— START OF Records —
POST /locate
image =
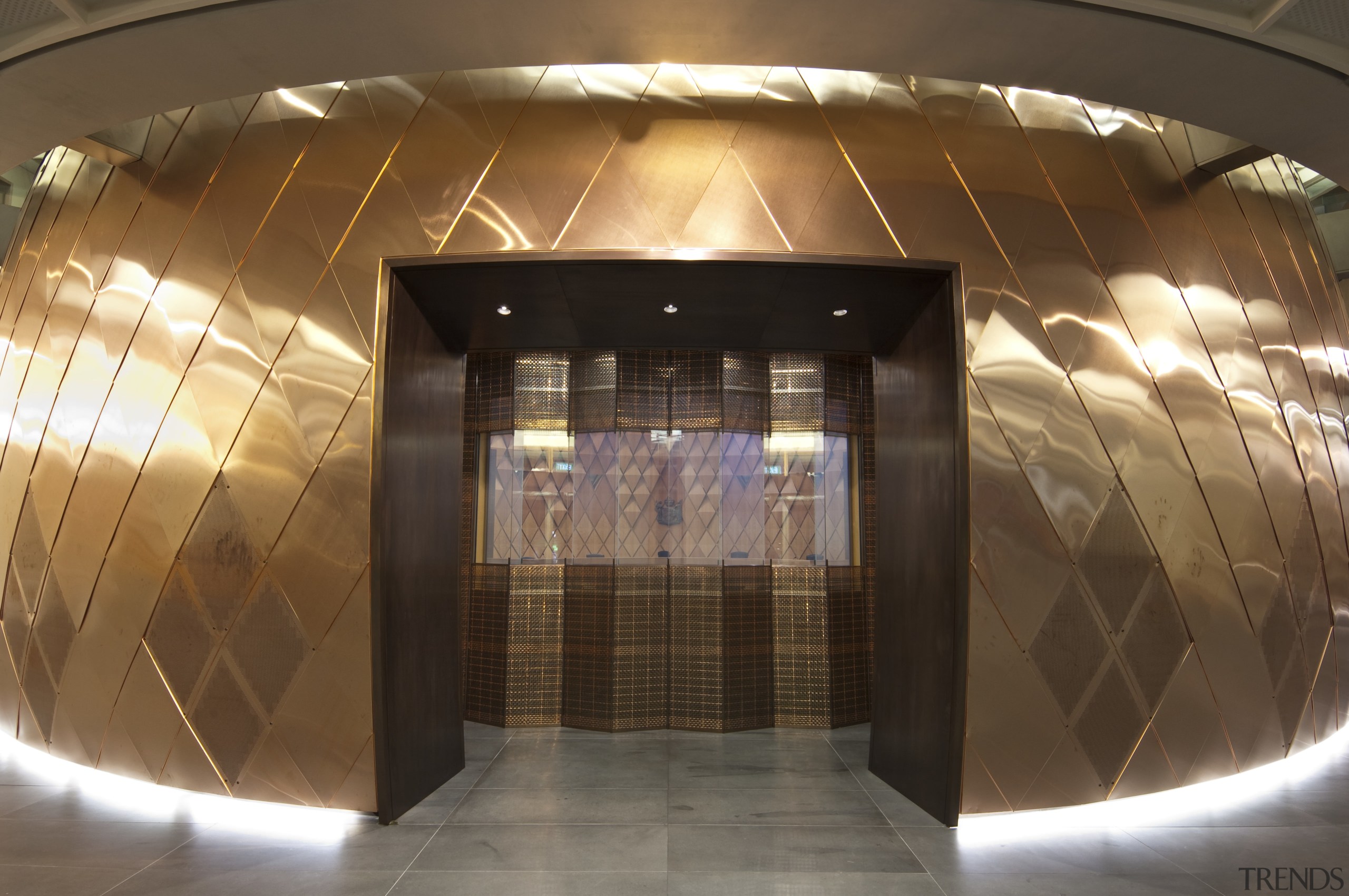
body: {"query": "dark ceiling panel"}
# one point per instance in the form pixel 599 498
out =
pixel 722 304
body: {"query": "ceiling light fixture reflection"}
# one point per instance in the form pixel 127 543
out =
pixel 300 104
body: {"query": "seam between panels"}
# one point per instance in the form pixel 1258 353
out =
pixel 1133 339
pixel 1223 718
pixel 1325 349
pixel 1246 316
pixel 181 383
pixel 849 160
pixel 436 833
pixel 1090 420
pixel 894 829
pixel 152 864
pixel 1185 871
pixel 122 362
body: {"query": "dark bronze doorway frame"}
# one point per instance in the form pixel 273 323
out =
pixel 923 529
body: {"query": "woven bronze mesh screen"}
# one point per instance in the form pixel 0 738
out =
pixel 800 648
pixel 866 516
pixel 467 548
pixel 748 647
pixel 644 390
pixel 844 393
pixel 640 645
pixel 489 598
pixel 541 390
pixel 695 390
pixel 492 378
pixel 589 648
pixel 594 397
pixel 745 392
pixel 641 675
pixel 535 647
pixel 697 647
pixel 798 392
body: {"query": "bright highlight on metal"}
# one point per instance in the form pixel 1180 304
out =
pixel 162 803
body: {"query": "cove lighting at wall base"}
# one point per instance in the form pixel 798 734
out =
pixel 1165 808
pixel 160 803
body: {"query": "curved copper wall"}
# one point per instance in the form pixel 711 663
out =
pixel 1157 401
— END OF Records —
§ **Written problem**: Reproduce all of the data above line for line, without any changes, and leave the pictures out.

§ **The result**:
POST /locate
image =
body: {"query": "dark ceiling panel"}
# one point per instance in the form pixel 599 498
out =
pixel 722 304
body: {"query": "ceiling light fixture reflection"}
# one point per instance in the form pixel 127 543
out =
pixel 300 104
body: {"query": "seam between panels"}
# one point per instance in the form pixel 1258 353
out =
pixel 1133 339
pixel 1223 718
pixel 1325 349
pixel 1246 316
pixel 181 383
pixel 849 160
pixel 436 833
pixel 1090 420
pixel 894 829
pixel 152 864
pixel 1185 871
pixel 122 362
body: {"query": "dark bronze doorway frame"}
# one point per instance in the form pixel 273 323
out =
pixel 923 529
body: {"query": "woven bronze mesh screen"}
# one point per instance in the form pixel 0 738
out =
pixel 800 648
pixel 866 516
pixel 467 548
pixel 748 647
pixel 644 390
pixel 844 393
pixel 640 645
pixel 489 598
pixel 541 390
pixel 695 390
pixel 492 378
pixel 589 648
pixel 594 397
pixel 745 392
pixel 641 675
pixel 535 647
pixel 697 647
pixel 798 392
body: {"query": "bright highlight on metal"}
# one point per instance in the form pixel 1180 304
out =
pixel 162 803
body: {"query": "cove lighting at wall base"}
# one point per instance in the form pixel 798 734
out =
pixel 1165 808
pixel 160 803
body: {"query": "curved copper wall"}
# one point per instance in the form pixel 711 663
out =
pixel 1157 401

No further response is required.